======== REGISTROS DE ENTRADA ========
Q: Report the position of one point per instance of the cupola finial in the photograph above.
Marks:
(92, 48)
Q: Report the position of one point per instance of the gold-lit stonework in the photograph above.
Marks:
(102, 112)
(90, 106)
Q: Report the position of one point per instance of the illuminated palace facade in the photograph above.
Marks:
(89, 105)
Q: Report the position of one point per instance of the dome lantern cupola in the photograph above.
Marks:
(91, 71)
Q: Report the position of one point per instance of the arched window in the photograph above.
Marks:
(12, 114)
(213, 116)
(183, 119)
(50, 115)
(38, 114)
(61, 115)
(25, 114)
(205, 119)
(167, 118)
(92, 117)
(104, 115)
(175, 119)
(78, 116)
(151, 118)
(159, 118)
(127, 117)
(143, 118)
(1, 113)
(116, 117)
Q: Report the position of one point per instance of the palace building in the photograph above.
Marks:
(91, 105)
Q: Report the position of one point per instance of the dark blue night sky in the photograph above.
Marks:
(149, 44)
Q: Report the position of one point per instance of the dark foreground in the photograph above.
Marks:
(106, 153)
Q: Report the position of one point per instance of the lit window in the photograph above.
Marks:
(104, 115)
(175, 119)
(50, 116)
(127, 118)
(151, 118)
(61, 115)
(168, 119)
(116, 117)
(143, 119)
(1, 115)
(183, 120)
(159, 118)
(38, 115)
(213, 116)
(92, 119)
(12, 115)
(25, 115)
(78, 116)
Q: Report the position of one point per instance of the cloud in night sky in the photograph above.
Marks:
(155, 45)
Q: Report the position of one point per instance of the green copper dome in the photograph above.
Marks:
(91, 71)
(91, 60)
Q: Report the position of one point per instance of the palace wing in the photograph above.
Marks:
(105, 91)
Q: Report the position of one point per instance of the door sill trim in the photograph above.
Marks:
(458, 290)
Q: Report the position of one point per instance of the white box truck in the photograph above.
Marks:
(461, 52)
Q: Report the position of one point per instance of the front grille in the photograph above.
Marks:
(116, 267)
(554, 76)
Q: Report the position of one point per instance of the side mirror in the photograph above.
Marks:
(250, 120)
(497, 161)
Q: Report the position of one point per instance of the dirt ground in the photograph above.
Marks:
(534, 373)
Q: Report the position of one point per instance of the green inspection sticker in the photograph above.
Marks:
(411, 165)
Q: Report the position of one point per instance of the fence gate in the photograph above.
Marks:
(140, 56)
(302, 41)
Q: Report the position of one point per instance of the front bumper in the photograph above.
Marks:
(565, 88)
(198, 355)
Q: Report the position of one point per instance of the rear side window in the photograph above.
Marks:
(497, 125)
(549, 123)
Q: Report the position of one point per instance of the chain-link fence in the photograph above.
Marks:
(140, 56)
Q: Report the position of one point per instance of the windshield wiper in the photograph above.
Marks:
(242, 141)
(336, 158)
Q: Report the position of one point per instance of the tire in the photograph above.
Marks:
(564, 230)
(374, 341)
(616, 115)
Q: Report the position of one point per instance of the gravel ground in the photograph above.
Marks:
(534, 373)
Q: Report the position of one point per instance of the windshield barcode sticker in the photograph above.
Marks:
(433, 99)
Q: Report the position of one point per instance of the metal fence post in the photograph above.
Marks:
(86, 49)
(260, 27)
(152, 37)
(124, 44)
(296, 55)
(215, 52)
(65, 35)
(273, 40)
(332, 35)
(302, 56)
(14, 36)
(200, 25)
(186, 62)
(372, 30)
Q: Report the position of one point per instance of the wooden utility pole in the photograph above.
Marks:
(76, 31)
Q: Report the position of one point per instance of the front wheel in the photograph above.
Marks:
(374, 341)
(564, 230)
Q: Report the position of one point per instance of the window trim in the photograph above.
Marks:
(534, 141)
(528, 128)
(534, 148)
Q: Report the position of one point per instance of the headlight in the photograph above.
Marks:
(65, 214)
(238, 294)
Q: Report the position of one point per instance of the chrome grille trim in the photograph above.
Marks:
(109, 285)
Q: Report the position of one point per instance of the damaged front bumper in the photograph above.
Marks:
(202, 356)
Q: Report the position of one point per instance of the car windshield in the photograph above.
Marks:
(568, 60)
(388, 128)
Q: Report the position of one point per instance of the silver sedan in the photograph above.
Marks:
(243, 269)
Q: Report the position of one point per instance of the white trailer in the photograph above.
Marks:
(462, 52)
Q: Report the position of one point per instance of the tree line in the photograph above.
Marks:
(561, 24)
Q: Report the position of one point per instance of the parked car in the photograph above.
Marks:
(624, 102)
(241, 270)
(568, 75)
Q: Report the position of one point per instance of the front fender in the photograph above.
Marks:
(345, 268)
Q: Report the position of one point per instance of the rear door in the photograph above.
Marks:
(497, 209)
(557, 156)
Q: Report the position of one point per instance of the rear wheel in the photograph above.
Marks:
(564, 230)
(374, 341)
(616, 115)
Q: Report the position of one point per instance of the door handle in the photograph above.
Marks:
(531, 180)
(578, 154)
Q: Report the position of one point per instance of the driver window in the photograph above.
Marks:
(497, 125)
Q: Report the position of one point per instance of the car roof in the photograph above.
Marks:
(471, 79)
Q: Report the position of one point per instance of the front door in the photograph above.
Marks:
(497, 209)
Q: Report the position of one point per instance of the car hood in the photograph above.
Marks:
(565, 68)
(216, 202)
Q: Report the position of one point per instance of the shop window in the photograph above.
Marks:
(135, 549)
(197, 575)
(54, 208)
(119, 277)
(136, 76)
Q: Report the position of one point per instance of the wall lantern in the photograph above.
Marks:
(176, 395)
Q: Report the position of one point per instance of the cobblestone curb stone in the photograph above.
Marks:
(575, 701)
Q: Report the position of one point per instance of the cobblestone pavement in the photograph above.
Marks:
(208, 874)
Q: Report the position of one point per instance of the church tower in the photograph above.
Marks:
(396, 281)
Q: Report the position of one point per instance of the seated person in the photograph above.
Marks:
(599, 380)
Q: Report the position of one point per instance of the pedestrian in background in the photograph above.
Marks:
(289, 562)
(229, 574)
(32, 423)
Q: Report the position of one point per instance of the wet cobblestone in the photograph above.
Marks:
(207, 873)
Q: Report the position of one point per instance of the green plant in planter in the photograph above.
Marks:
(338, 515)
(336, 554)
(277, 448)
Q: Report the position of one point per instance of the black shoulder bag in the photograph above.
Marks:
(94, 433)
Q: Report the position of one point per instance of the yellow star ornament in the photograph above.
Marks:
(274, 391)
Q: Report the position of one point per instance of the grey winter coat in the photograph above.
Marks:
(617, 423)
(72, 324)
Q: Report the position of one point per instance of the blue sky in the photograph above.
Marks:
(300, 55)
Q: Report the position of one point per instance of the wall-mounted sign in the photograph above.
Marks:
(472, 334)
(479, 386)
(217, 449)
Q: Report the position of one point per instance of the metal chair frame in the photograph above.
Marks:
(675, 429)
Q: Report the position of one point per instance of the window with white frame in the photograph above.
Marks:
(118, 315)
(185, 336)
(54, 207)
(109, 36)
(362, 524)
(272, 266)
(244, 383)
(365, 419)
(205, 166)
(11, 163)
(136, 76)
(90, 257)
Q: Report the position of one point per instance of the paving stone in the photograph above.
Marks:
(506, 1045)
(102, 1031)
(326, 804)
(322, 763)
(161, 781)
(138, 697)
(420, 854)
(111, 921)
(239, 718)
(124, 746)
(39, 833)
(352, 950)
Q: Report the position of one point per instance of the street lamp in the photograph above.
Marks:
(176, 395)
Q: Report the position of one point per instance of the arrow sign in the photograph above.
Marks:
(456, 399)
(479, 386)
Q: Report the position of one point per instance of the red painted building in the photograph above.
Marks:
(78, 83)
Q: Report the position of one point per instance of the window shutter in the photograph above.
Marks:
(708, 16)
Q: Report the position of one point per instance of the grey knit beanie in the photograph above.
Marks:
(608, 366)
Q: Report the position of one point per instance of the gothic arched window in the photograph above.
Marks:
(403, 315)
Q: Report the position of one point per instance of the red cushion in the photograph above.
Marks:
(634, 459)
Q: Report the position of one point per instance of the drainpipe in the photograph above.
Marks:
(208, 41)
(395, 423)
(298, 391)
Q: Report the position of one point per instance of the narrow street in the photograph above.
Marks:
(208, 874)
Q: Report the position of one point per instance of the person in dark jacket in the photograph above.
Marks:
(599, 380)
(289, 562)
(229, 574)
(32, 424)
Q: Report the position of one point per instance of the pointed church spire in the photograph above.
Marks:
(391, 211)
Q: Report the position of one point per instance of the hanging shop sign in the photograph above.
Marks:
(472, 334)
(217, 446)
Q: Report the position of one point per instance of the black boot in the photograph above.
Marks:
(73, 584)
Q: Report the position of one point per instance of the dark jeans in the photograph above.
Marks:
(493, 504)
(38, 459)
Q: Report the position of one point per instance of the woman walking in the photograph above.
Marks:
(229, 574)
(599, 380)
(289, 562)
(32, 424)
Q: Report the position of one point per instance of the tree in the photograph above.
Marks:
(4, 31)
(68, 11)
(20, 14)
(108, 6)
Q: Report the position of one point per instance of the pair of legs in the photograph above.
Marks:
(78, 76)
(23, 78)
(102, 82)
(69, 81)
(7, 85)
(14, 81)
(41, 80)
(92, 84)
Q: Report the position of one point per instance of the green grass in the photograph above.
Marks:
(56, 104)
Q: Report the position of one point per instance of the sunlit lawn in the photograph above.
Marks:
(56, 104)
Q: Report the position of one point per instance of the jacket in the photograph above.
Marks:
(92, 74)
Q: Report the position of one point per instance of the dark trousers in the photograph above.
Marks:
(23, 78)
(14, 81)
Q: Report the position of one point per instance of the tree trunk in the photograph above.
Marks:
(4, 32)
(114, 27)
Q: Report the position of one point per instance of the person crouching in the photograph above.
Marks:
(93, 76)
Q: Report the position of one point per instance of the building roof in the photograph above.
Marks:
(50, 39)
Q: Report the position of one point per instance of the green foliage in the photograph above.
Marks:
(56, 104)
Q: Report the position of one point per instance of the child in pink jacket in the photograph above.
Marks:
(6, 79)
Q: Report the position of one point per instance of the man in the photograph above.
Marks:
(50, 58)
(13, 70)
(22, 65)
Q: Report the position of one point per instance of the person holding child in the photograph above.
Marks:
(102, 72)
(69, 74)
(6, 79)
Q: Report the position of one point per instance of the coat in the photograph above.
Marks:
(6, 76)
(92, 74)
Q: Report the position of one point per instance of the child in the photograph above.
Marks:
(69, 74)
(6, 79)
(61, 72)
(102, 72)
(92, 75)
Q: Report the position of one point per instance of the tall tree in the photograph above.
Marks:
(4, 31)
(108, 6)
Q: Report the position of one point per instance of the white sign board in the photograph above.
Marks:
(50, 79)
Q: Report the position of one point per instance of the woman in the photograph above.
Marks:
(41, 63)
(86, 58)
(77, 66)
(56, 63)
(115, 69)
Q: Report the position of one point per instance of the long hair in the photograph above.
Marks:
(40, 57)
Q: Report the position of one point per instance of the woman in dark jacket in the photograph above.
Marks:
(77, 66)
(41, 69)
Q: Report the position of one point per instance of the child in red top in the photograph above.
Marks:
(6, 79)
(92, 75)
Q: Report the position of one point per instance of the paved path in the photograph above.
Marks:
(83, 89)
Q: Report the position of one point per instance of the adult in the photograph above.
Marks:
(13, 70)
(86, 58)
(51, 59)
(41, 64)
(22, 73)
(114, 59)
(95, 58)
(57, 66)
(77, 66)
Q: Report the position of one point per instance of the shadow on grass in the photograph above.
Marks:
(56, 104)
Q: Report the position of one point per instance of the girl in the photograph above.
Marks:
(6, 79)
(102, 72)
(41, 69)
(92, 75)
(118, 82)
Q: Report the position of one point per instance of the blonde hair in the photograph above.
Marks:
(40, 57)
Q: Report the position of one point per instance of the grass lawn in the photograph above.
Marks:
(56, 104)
========
Converta em uma tabela Markdown as linhas que vão da que contém "tall tree in the photograph above." até o fim dos registros, ambas as pontas incluídas. Use as colunas "Nº" e "Linha", numerando cada linha e deixando de fora as linhas em branco.

* [RESPOSTA ESCRITA]
| Nº | Linha |
|---|---|
| 1 | Q: Report the position of one point per instance of the tall tree in the photograph above. |
| 2 | Marks: |
| 3 | (4, 31) |
| 4 | (108, 6) |
| 5 | Q: Report the position of one point per instance of the white sign board in the photograph above. |
| 6 | Marks: |
| 7 | (50, 79) |
| 8 | Q: Report the position of one point per instance of the woman in the photograph above. |
| 9 | Marks: |
| 10 | (41, 63) |
| 11 | (86, 58) |
| 12 | (77, 66) |
| 13 | (56, 63) |
| 14 | (115, 69) |
| 15 | Q: Report the position of one point per instance of the long hair in the photograph above. |
| 16 | Marks: |
| 17 | (40, 57) |
| 18 | Q: Report the position of one point per instance of the woman in dark jacket in the photograph above. |
| 19 | Marks: |
| 20 | (77, 66) |
| 21 | (41, 69) |
| 22 | Q: Report the position of one point per instance of the child in red top in the photograph above. |
| 23 | Marks: |
| 24 | (6, 79) |
| 25 | (92, 75) |
| 26 | Q: Report the position of one point per instance of the paved path in the photograph above. |
| 27 | Marks: |
| 28 | (83, 89) |
| 29 | Q: Report the position of one point per instance of the adult in the photograph above. |
| 30 | Marks: |
| 31 | (13, 70) |
| 32 | (86, 58) |
| 33 | (51, 59) |
| 34 | (41, 64) |
| 35 | (22, 73) |
| 36 | (114, 59) |
| 37 | (95, 58) |
| 38 | (57, 66) |
| 39 | (77, 66) |
| 40 | Q: Report the position of one point per instance of the shadow on grass in the photograph above. |
| 41 | Marks: |
| 42 | (56, 104) |
| 43 | Q: Report the position of one point per instance of the girl in the photograph above. |
| 44 | Marks: |
| 45 | (6, 79) |
| 46 | (102, 72) |
| 47 | (41, 69) |
| 48 | (92, 75) |
| 49 | (118, 82) |
| 50 | Q: Report the position of one point per instance of the blonde hair in the photograph above. |
| 51 | Marks: |
| 52 | (40, 57) |
| 53 | Q: Report the position of one point per instance of the grass lawn in the photograph above. |
| 54 | Marks: |
| 55 | (56, 104) |